Job item:
Reproduce the lines below, substituting "coarse mask" for every occurrence of "rough mask" and leaving everything else unchanged; omit the pictures.

(Stored items)
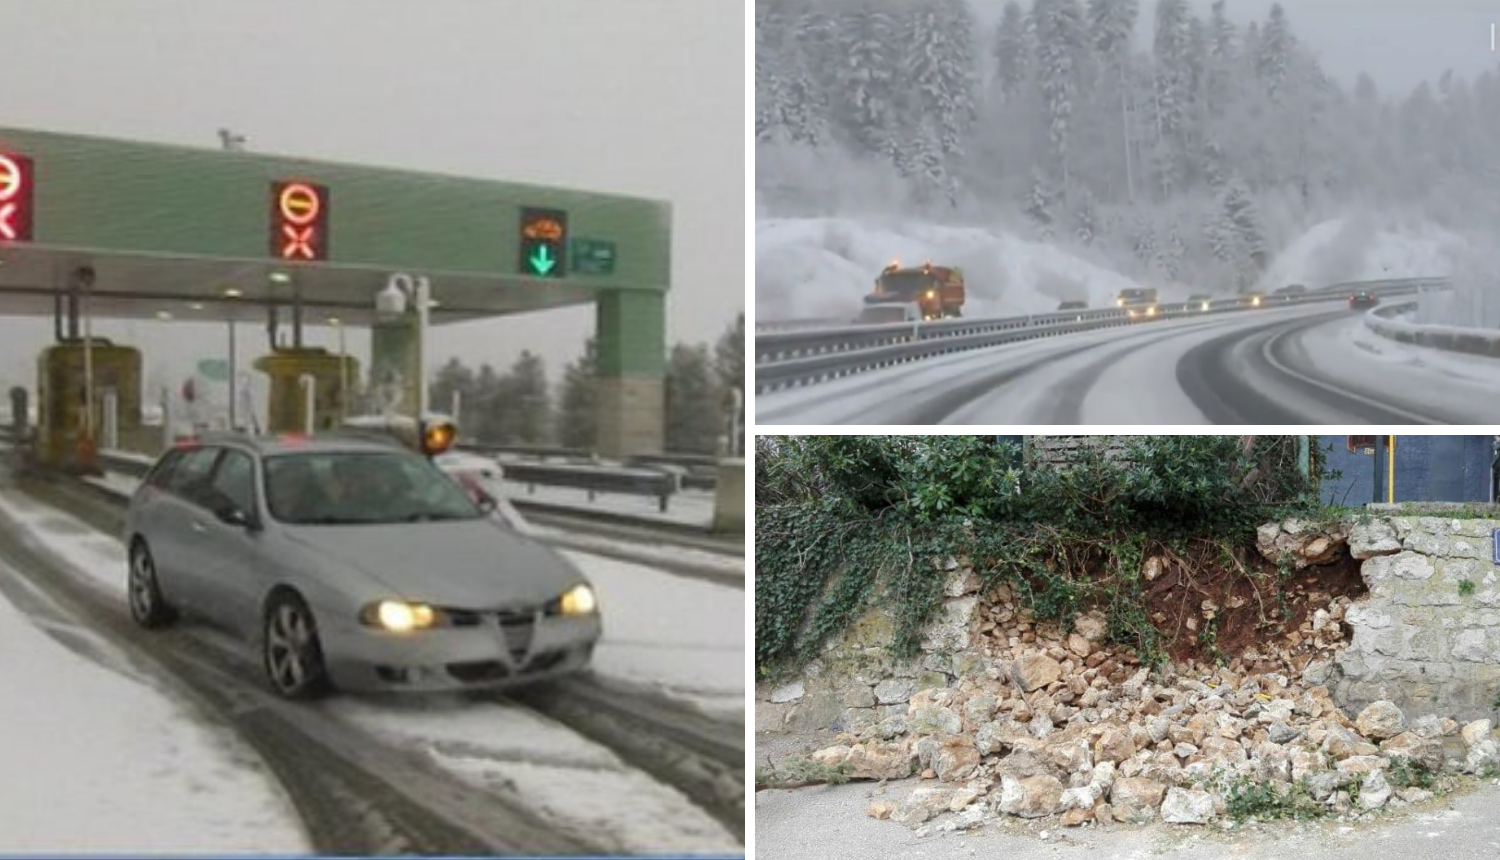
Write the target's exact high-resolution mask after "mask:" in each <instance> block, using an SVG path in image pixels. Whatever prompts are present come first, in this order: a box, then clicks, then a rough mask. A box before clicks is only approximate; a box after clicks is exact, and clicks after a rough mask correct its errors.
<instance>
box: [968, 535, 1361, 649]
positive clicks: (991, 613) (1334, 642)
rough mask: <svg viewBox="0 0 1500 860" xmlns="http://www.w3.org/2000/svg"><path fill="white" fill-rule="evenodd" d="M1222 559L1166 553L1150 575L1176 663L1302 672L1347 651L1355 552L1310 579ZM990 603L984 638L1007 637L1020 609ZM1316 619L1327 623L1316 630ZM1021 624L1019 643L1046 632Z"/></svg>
mask: <svg viewBox="0 0 1500 860" xmlns="http://www.w3.org/2000/svg"><path fill="white" fill-rule="evenodd" d="M1220 552H1221V549H1220V546H1218V545H1214V543H1209V542H1203V543H1196V545H1193V548H1191V551H1190V554H1188V555H1185V557H1179V555H1176V554H1173V552H1169V551H1163V552H1160V554H1158V555H1155V557H1152V558H1149V560H1148V563H1146V566H1145V567H1146V570H1145V573H1143V576H1146V581H1145V582H1143V596H1145V600H1146V615H1148V617H1149V618H1151V623H1152V626H1154V627H1155V629H1157V630H1158V632H1160V633H1161V636H1163V647H1164V651H1166V654H1167V656H1169V657H1170V659H1172V660H1173V662H1175V663H1179V665H1187V663H1194V662H1199V663H1203V665H1214V663H1220V665H1229V663H1235V665H1236V669H1238V671H1253V672H1260V671H1280V669H1286V668H1292V669H1295V671H1301V669H1302V668H1304V666H1305V665H1307V663H1308V660H1311V659H1313V654H1314V653H1317V651H1335V650H1338V648H1341V647H1343V645H1344V644H1346V642H1347V639H1349V636H1350V630H1349V627H1347V626H1344V624H1343V617H1344V608H1347V606H1349V605H1350V603H1352V602H1355V600H1358V599H1359V597H1362V596H1364V594H1367V593H1368V587H1367V585H1365V581H1364V578H1362V576H1361V573H1359V567H1361V563H1359V561H1358V560H1355V558H1352V557H1349V555H1347V552H1344V551H1340V552H1338V557H1337V558H1335V560H1332V561H1329V563H1326V564H1314V566H1308V567H1304V569H1302V570H1287V569H1278V567H1277V564H1274V563H1271V561H1266V560H1263V558H1262V557H1260V555H1259V554H1256V552H1254V551H1247V552H1245V554H1244V557H1242V558H1241V563H1239V564H1238V566H1226V564H1224V560H1223V557H1221V554H1220ZM986 602H987V606H983V608H981V615H989V617H990V618H993V621H995V624H986V630H990V629H993V630H995V633H992V635H1001V632H1002V630H1005V629H1007V623H1008V621H1010V620H1011V612H1013V611H1014V609H1016V608H1017V606H1016V605H1014V600H1013V593H1011V590H1008V588H1004V587H1002V588H998V590H992V591H990V594H989V599H987V600H986ZM1086 609H1088V606H1086ZM1319 609H1325V611H1326V617H1323V618H1322V620H1320V621H1319V623H1317V624H1314V614H1316V612H1317V611H1319ZM1016 618H1017V620H1019V621H1020V630H1022V635H1020V639H1022V641H1023V642H1028V641H1034V639H1035V635H1037V632H1038V630H1035V629H1034V623H1032V618H1031V614H1029V612H1026V611H1025V609H1022V611H1019V612H1016ZM1116 656H1118V663H1119V665H1122V666H1128V665H1136V663H1137V660H1136V659H1134V656H1131V654H1125V653H1124V651H1116ZM1095 659H1097V660H1098V659H1100V657H1095ZM1289 663H1290V665H1289ZM1091 665H1095V663H1091ZM1118 668H1121V666H1116V665H1112V666H1106V672H1104V674H1106V675H1112V674H1115V672H1116V671H1118Z"/></svg>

Result of this task:
Write the target's exact high-resolution mask after "mask:" in each <instance> block, using an SVG path in image pixels. Whatever prompts are present come first, in this order: a box, then clicks, then a coarse mask. A box before clicks is only approximate; a box after clicks is exact, and clicks after a coarse mask correct its errors.
<instance>
box: [968, 535, 1361, 649]
positive clicks: (991, 613) (1334, 642)
coarse mask: <svg viewBox="0 0 1500 860" xmlns="http://www.w3.org/2000/svg"><path fill="white" fill-rule="evenodd" d="M1222 559L1166 553L1150 575L1176 663L1302 672L1347 651L1355 552L1310 579ZM990 603L984 638L1007 637L1020 609ZM1316 619L1327 623L1316 630ZM1021 624L1019 643L1046 632Z"/></svg>
mask: <svg viewBox="0 0 1500 860" xmlns="http://www.w3.org/2000/svg"><path fill="white" fill-rule="evenodd" d="M1220 552H1221V549H1220V546H1218V545H1214V543H1209V542H1203V543H1196V545H1193V548H1191V551H1190V554H1188V555H1185V557H1179V555H1176V554H1173V552H1169V551H1163V552H1160V554H1158V555H1155V557H1152V558H1149V560H1148V563H1146V566H1145V567H1146V570H1145V573H1143V576H1146V581H1145V582H1143V596H1145V600H1146V615H1148V617H1149V618H1151V623H1152V626H1154V627H1155V629H1157V630H1158V632H1160V633H1161V636H1163V647H1164V651H1166V654H1167V656H1169V657H1170V659H1172V660H1173V662H1175V663H1179V665H1187V663H1194V662H1199V663H1203V665H1214V663H1220V665H1229V663H1235V665H1236V669H1238V671H1253V672H1260V671H1280V669H1286V668H1292V669H1295V671H1301V669H1302V668H1304V666H1305V665H1307V663H1308V660H1311V659H1313V654H1314V653H1317V651H1335V650H1338V648H1341V647H1343V645H1344V644H1346V642H1347V639H1349V636H1350V630H1349V627H1347V626H1344V624H1343V617H1344V608H1347V606H1349V605H1350V603H1352V602H1355V600H1358V599H1359V597H1362V596H1364V594H1367V593H1368V587H1367V585H1365V581H1364V578H1362V576H1361V573H1359V567H1361V563H1359V561H1358V560H1355V558H1352V557H1349V555H1347V552H1344V551H1340V552H1338V557H1337V558H1335V560H1332V561H1329V563H1326V564H1314V566H1308V567H1304V569H1302V570H1287V569H1278V567H1277V564H1274V563H1271V561H1266V560H1263V558H1262V557H1260V555H1259V554H1256V552H1254V551H1247V552H1245V554H1244V557H1242V558H1241V563H1239V564H1238V566H1226V564H1224V560H1223V557H1221V554H1220ZM986 602H987V606H983V608H981V615H989V617H990V618H993V621H995V624H986V630H990V629H993V630H995V633H992V635H1001V632H1002V630H1005V629H1007V623H1008V621H1010V620H1011V612H1013V611H1014V609H1016V608H1017V606H1016V605H1014V600H1013V593H1011V590H1008V588H1004V587H1002V588H998V590H992V591H990V594H989V599H987V600H986ZM1086 609H1088V606H1086ZM1319 609H1325V611H1326V617H1323V618H1322V620H1320V621H1319V623H1317V624H1314V614H1316V612H1317V611H1319ZM1016 618H1017V620H1019V621H1020V630H1022V635H1020V639H1022V641H1023V642H1028V641H1034V639H1035V635H1037V632H1038V630H1035V629H1034V623H1032V618H1031V614H1029V612H1026V611H1025V609H1022V611H1019V612H1016ZM1116 656H1118V663H1119V665H1122V666H1128V665H1136V663H1137V660H1136V659H1134V656H1131V654H1125V653H1124V651H1116ZM1095 659H1097V660H1098V659H1100V657H1095ZM1289 663H1290V665H1289ZM1091 665H1095V663H1091ZM1118 668H1121V666H1116V665H1112V666H1106V672H1104V674H1106V675H1112V674H1115V672H1116V671H1118Z"/></svg>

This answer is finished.